→ SOURCE PASSAGE
Content starts

Executive Functions Used in Bike Riding

Riding a bike is one of the simplest, most popular activities children enjoy. From what I have observed in my clinical work, it may be the third most common preferred activity among my patients after video games and Legos. Unfortunately, as many kids get older they seem to lose interest in bike riding, perhaps partly because making it more interesting by riding further distances and exploring their home towns is deemed dangerous due to traffic or other factors. But as more communities are building bike paths, trails, and bike parks that facilitate safer riding and more interesting routes, I am hopeful (particularly as a biking enthusiast myself) that more kids will maintain their interest in biking through their adolescent and adult years.

There is value in all types of biking (mountain, BMX, bike paths, and roads). Beyond the obvious health and physical dividends, vigorous exercise is crucial for attention, learning, and stress management. Bike riding also benefits executive functions and social-emotional learning skills (SEL). Here are some of the ways in which bike riding can be leveraged to teach SEL and executive-functioning skills.

BMX Bike Riding

Focus – Focus is very important when trying to complete a trick. Bike riders need to have total concentration while trying to do maneuvers to avoid getting hurt. Riders need to pay attention to every aspect of what they are doing because small details could be the difference between landing a trick and falling.

Working Memory – By using working memory, bike riders can recall tricks they were able to complete in the past and remember what skills they used to accomplish them. They can use the skills that worked for them in the past to complete new tasks successfully.

Content ends

→ PROBLEM DESCRIPTION
Carry on the bike-riding and executive-functions text from its last sentence, writing further sections in the same style.

[Recorded data]
Content starts

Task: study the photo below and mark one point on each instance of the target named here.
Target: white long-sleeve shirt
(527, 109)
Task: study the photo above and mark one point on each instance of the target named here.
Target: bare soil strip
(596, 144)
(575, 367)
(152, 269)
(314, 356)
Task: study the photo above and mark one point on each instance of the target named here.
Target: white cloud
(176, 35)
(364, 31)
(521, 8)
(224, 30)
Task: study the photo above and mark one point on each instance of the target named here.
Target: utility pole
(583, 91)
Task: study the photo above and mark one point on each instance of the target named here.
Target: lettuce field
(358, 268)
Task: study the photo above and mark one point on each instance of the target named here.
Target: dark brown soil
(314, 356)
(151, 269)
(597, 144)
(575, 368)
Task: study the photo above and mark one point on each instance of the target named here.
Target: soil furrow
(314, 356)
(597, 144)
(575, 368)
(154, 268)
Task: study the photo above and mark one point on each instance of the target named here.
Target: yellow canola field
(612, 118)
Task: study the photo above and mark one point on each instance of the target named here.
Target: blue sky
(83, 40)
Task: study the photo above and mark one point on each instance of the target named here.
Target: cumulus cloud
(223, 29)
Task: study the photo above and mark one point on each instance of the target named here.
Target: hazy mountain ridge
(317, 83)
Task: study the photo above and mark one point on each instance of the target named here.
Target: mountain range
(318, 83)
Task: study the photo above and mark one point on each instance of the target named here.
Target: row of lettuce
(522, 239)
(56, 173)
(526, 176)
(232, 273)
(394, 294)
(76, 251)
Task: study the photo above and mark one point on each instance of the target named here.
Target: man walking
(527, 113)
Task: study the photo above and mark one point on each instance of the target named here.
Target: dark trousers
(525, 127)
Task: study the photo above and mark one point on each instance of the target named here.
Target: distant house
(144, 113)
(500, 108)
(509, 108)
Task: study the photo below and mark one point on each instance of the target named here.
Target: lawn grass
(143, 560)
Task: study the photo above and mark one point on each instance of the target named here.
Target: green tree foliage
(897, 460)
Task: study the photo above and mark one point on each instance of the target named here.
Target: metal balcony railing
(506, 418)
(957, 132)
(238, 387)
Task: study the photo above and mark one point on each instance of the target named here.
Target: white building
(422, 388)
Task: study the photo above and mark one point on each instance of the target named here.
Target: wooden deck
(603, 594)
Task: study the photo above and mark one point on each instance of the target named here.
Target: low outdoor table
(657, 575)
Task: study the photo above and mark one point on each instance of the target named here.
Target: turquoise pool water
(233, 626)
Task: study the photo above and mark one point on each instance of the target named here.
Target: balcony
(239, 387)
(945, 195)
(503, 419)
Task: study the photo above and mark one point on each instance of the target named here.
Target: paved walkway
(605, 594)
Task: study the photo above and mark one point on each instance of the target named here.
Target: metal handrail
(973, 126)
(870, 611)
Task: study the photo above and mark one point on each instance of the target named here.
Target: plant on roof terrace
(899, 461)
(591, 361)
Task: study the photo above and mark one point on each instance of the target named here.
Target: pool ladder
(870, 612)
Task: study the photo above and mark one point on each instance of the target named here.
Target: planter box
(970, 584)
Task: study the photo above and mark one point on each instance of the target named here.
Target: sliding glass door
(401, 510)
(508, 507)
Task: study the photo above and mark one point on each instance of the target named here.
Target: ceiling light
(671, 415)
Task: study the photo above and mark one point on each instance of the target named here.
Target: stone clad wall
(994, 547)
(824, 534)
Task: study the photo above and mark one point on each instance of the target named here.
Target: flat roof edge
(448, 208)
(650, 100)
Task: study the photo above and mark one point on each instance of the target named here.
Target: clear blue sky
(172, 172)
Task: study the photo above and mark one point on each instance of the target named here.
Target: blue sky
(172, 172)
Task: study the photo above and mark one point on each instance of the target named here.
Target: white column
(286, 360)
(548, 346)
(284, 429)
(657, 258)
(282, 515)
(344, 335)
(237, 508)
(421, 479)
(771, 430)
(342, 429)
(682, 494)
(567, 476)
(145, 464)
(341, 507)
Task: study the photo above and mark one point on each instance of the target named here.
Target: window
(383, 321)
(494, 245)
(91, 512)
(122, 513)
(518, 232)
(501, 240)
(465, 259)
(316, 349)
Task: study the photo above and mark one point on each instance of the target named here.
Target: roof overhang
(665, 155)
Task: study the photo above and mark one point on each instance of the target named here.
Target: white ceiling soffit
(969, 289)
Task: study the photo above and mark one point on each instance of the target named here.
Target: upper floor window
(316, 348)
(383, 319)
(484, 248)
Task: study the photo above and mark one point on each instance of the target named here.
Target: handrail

Content ends

→ RESULT
Self Control – Falling can readily discourage children in BMX bike riding.  Children could practice self-control by not getting frustrated and upset when this happens and instead think about what they did wrong. They could use this frustration to make themselves better and think about how great it will feel when they finally master a trick. It is important that they maintain a positive attitude, because learning a new trick is often met with failure before mastering it. By showing self-control, they will be more likely to succeed in the long run.

Mountain Bike Riding

Focus – This executive function is essential in mountain biking because the terrain could be very unpredictable. Riders who do not pay attention to the path in front of them or become distracted run the risk of being taken off guard when something crosses their path. It is important for riders to keep their eyes on their path at all times so that they can be prepared for sudden changes in terrain.

Organization – A lot of organization is involved in spending a day mountain biking. Children could practice organization by making sure they have all the necessary safety items with them they will need throughout the day, taking responsibility for organizing their backpack by including water, snacks, first aid supplies, and a map of the trails. They should make sure they have everything packed neatly and in a way that will be convenient for them while biking. Being organized can assist in having a smooth mountain bike riding journey.

Self-Awareness – Self-awareness is very important in mountain biking, in that children need to be aware of their limits and ability levels. Choosing a trail that is too advanced for their skills could lead to difficulty and discouragement. It is important for riders to select trails they are able to do without getting hurt, but at the same time have challenges that keep it interesting.